(Detection annotation records)
_ _ _ _ _ _ _

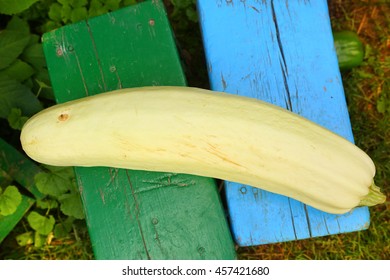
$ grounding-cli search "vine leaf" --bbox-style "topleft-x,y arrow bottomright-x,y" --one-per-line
0,0 -> 39,15
8,108 -> 28,130
59,193 -> 84,219
0,76 -> 43,118
0,29 -> 30,69
27,211 -> 55,235
0,186 -> 22,216
35,166 -> 74,198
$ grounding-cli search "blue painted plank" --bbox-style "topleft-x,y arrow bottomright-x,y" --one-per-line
197,0 -> 370,246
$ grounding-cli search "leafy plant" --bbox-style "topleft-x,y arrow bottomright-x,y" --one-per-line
0,186 -> 22,216
0,0 -> 39,15
12,166 -> 84,247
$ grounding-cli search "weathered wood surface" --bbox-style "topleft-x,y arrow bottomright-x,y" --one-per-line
43,0 -> 235,259
197,0 -> 370,246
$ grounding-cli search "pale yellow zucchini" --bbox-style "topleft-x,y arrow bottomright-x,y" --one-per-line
21,87 -> 385,213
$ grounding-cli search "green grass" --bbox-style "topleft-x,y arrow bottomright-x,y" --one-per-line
238,0 -> 390,260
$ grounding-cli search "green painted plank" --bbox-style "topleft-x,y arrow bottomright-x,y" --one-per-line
0,138 -> 44,198
0,195 -> 35,243
43,0 -> 236,259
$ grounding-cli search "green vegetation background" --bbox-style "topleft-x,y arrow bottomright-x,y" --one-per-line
0,0 -> 390,260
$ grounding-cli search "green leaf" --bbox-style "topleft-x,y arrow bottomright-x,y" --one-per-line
68,0 -> 88,8
54,217 -> 75,238
88,0 -> 108,17
6,16 -> 30,35
0,30 -> 30,70
49,3 -> 62,22
376,95 -> 390,114
105,0 -> 121,11
34,231 -> 47,248
70,7 -> 88,22
0,186 -> 22,216
27,211 -> 55,235
35,167 -> 74,197
0,77 -> 42,118
59,192 -> 84,219
123,0 -> 137,6
21,43 -> 46,70
16,231 -> 34,246
61,5 -> 72,23
37,199 -> 58,210
0,0 -> 39,15
0,59 -> 35,82
8,108 -> 28,130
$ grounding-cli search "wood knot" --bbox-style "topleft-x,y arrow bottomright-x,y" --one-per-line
58,113 -> 69,122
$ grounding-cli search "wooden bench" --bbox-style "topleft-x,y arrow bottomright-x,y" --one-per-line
43,0 -> 236,259
0,138 -> 44,243
197,0 -> 370,246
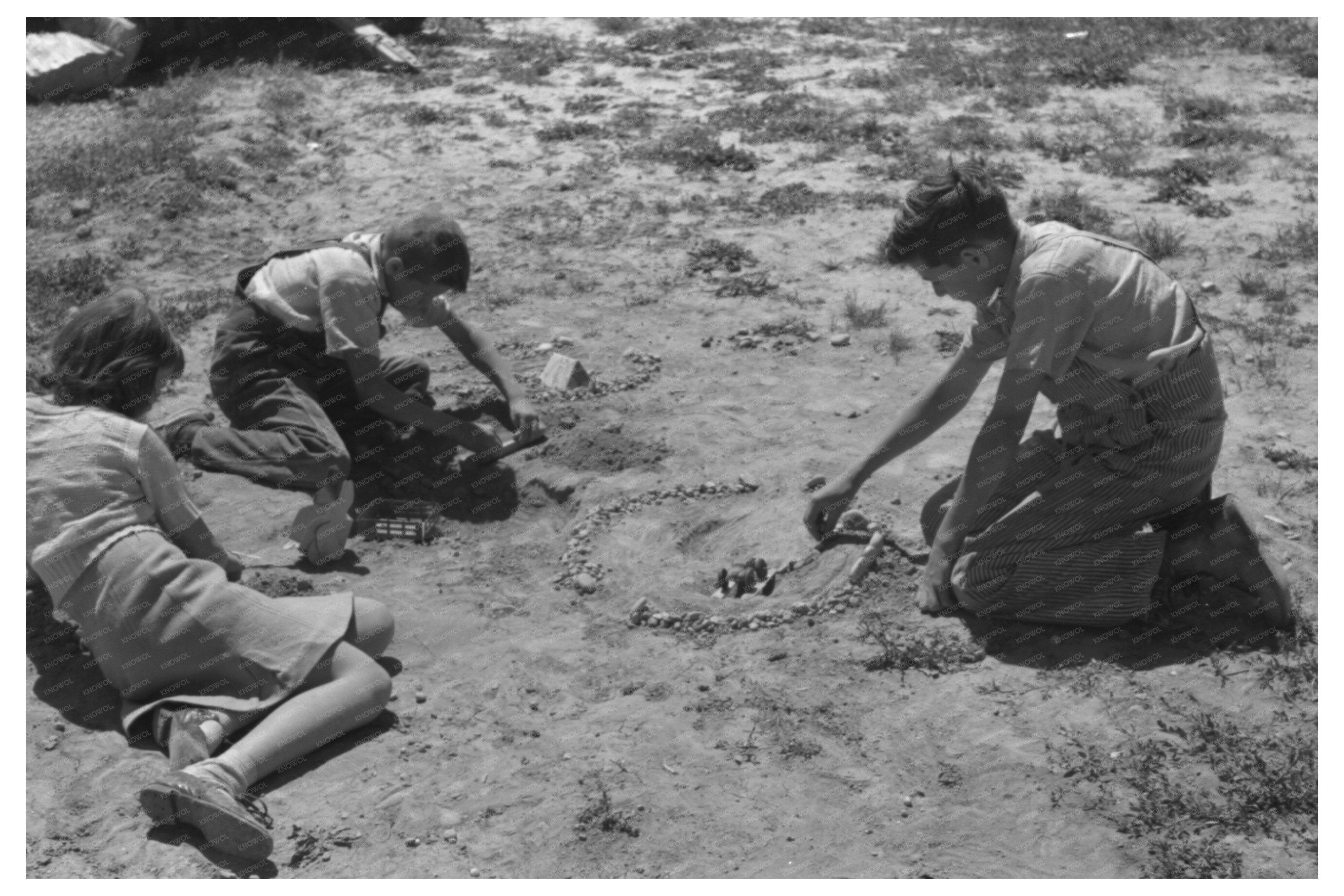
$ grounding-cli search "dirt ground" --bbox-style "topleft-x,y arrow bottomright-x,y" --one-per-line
26,19 -> 1318,877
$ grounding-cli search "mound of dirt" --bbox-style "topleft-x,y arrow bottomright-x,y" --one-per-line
539,430 -> 671,473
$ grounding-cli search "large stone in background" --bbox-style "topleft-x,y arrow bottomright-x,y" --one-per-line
542,352 -> 589,388
24,17 -> 144,102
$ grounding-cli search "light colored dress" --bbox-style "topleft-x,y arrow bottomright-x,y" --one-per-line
27,396 -> 353,740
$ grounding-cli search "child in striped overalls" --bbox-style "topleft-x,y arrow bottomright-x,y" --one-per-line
805,165 -> 1290,626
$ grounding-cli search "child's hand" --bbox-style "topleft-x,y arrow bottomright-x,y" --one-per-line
508,398 -> 542,442
802,480 -> 859,541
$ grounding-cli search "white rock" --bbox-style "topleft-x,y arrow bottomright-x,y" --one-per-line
542,355 -> 589,390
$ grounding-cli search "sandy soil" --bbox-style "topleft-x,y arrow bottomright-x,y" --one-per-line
26,20 -> 1317,877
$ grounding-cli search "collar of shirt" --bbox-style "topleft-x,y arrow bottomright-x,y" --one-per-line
341,231 -> 391,302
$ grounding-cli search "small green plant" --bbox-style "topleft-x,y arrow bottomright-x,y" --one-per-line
536,121 -> 605,142
844,289 -> 887,329
1135,217 -> 1187,261
1027,184 -> 1114,235
687,239 -> 757,274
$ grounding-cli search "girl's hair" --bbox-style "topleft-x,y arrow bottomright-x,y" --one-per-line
882,164 -> 1013,267
383,208 -> 472,293
42,286 -> 184,416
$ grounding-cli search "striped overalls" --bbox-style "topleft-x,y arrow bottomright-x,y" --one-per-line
922,228 -> 1227,626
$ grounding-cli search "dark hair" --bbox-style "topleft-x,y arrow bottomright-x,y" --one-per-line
882,164 -> 1013,267
383,210 -> 472,293
42,286 -> 184,416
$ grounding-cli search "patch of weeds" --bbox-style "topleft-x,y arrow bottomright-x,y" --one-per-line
536,121 -> 605,142
621,293 -> 659,310
755,314 -> 816,339
925,116 -> 1012,152
933,329 -> 965,357
579,72 -> 621,87
639,128 -> 769,173
843,289 -> 887,331
574,782 -> 640,837
1171,121 -> 1273,149
593,16 -> 644,34
1135,217 -> 1187,261
1251,215 -> 1320,263
159,286 -> 232,339
1261,93 -> 1320,116
687,239 -> 757,274
565,93 -> 608,116
402,102 -> 458,128
453,80 -> 496,97
780,737 -> 821,759
1265,447 -> 1320,473
1236,270 -> 1269,296
859,613 -> 984,677
1027,184 -> 1115,235
714,271 -> 780,298
625,19 -> 734,54
757,181 -> 827,217
887,328 -> 917,361
24,253 -> 121,345
1163,94 -> 1239,121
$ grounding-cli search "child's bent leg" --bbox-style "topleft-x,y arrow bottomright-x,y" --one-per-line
345,598 -> 396,657
208,641 -> 393,788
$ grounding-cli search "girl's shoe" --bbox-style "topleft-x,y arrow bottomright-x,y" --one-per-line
289,481 -> 355,565
140,771 -> 274,860
155,707 -> 218,771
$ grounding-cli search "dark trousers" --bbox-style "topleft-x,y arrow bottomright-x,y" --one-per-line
191,302 -> 434,492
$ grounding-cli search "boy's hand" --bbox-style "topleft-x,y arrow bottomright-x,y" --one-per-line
915,552 -> 957,613
802,480 -> 859,541
508,398 -> 542,442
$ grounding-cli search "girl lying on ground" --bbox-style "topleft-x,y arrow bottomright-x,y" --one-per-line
27,288 -> 393,860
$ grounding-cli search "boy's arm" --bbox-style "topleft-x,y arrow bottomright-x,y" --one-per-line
804,347 -> 993,539
438,313 -> 539,441
921,368 -> 1042,610
343,352 -> 500,451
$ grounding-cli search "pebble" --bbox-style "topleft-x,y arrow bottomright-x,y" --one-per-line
840,511 -> 868,529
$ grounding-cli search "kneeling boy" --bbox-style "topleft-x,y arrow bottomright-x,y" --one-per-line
157,212 -> 539,563
805,165 -> 1292,626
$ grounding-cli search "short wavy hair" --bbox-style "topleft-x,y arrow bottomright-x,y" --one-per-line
42,286 -> 186,416
882,164 -> 1013,267
383,208 -> 472,293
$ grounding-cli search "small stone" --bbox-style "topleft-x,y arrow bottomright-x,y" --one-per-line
840,511 -> 868,531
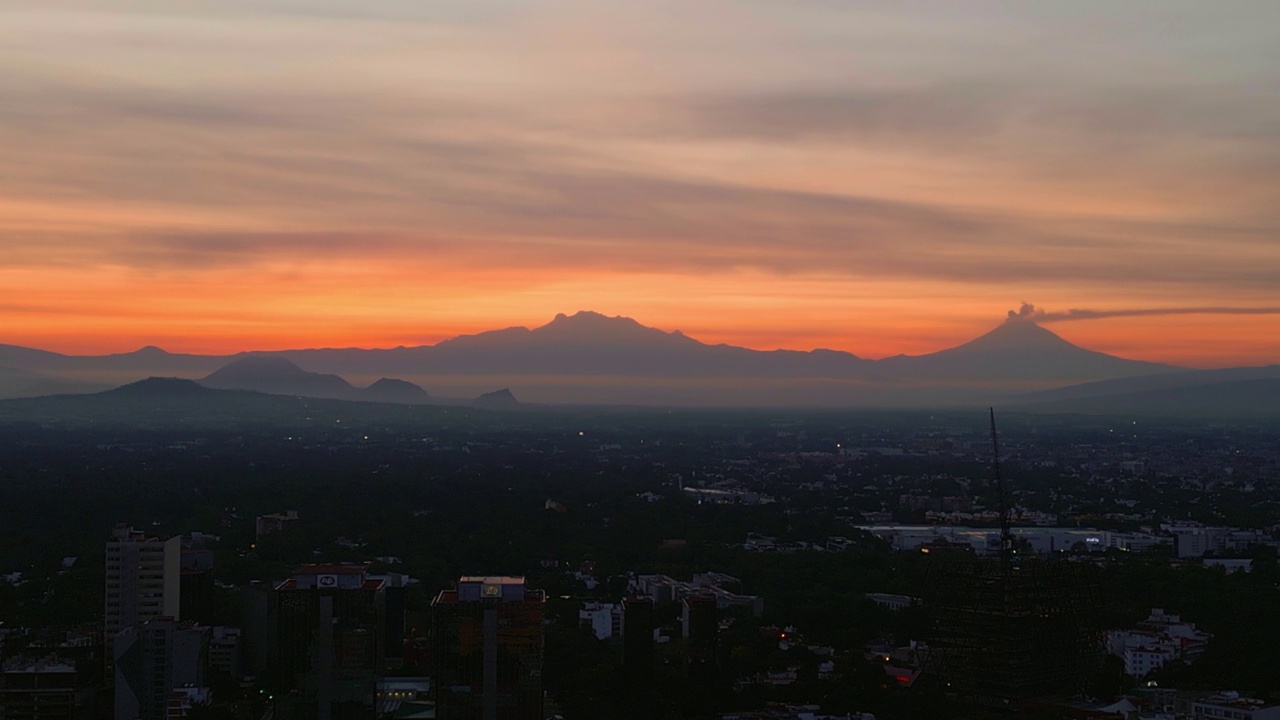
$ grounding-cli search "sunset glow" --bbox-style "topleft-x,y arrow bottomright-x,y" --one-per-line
0,0 -> 1280,366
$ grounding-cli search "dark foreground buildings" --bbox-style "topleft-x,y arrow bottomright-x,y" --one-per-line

_ _ _ _ _ _ _

(JOB):
Rewrite every line from the start of the records through the line containing "12,166 -> 84,247", inclusive, keeping the search command lines unchanged and shifting every bounding-box coordinate up by 106. Leave the pictures out of your answer.

(EXERCISE RESPONSE):
$ grounding-cli search "vine leaf" --bbox-style "topleft-x,y arrow bottomright-x,y" --one-per-line
106,106 -> 145,121
114,214 -> 134,236
165,299 -> 190,325
106,182 -> 149,224
106,135 -> 136,175
133,317 -> 161,341
106,292 -> 128,322
141,272 -> 180,304
$ grounding-cli search "blue painted plank" --bbox-style "topleft-x,y arrow bottomright-x,y" --one-per-line
303,106 -> 476,352
$ grounding-cli search "leafy plant" --bbox-style "topleft-x,y arrow bottomright-x,y" --one-per-line
106,292 -> 128,322
106,106 -> 145,121
118,272 -> 190,353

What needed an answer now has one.